**What you will do:**
Show each line of the records below that contains the string "GeoJSON", copying the whole line. Case counts.

**Input records:**
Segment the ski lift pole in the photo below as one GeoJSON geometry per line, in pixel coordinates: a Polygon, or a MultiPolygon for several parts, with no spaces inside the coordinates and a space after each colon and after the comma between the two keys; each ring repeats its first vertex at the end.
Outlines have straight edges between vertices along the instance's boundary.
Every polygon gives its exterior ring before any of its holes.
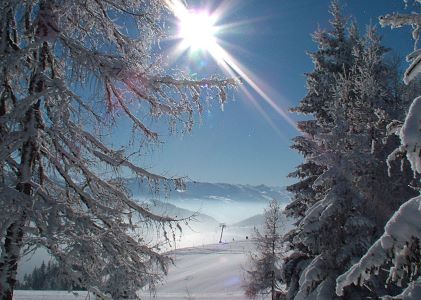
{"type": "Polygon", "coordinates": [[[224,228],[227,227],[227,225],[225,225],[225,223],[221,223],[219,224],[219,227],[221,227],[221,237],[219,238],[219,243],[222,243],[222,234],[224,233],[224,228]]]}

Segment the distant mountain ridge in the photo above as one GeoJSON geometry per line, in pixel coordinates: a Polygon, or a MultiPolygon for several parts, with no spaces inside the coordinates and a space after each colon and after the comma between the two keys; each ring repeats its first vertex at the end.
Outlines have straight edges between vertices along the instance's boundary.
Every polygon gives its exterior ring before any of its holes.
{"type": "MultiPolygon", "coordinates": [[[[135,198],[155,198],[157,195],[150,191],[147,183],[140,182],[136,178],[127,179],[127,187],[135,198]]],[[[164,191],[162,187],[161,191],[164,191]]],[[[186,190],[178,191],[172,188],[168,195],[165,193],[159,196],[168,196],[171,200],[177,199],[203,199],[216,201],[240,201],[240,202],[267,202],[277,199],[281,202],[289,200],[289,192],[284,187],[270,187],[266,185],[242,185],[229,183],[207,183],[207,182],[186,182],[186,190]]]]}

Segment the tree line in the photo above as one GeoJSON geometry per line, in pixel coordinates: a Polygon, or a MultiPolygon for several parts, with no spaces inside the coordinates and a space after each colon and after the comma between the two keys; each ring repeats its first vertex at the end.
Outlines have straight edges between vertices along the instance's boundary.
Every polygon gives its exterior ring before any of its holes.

---

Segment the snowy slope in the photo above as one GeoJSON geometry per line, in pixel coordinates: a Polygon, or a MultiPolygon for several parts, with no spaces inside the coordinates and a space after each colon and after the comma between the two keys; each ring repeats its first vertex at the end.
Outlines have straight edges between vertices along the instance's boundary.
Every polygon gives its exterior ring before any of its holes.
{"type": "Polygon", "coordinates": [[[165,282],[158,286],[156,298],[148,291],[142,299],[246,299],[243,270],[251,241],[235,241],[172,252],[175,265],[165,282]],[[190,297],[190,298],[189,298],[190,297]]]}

**Solution:**
Segment the ski lift pole in the photo below as one GeoJSON geometry per line, in pixel coordinates: a Polygon, or a MultiPolygon for several parts, with no spaces inside the coordinates and a space after each colon and after the comma between the two keys; each ring repeats its first vertex at the end.
Segment the distant mountain ridge in the photo above as one GeoJSON geometry per line, in pixel coordinates: a Polygon, or a MultiPolygon for several parts, with no spaces inside the coordinates and a space after each colon and after the comma between the two keys; each ring repeats its first vertex at the end.
Segment the tree line in the photo above as one GeoJSON geometry per line, in pixel coordinates: a Polygon, or a MultiPolygon for several parts, with no spaces inside the coordinates and a space after each colon and after the comma between the two keys; each ring repeats its first vertex at the end.
Segment the snowy slope in the photo above as one GeoJSON geometry per line, in pixel coordinates: a Polygon, or a MultiPolygon for several parts, with no spaces inside the coordinates and a space after each colon and after the comma between the two keys; each ring repeats its first vertex at the end.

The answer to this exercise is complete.